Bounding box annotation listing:

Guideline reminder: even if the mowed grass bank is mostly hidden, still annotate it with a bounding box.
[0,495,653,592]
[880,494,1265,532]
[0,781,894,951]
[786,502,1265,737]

Task requirements:
Quote every line of the listing above verbatim.

Right answer:
Guideline reminder: even if the mowed grass bank is mostly hidden, still annotate it with a bounding box.
[0,495,653,592]
[880,494,1265,532]
[0,781,894,951]
[786,502,1265,737]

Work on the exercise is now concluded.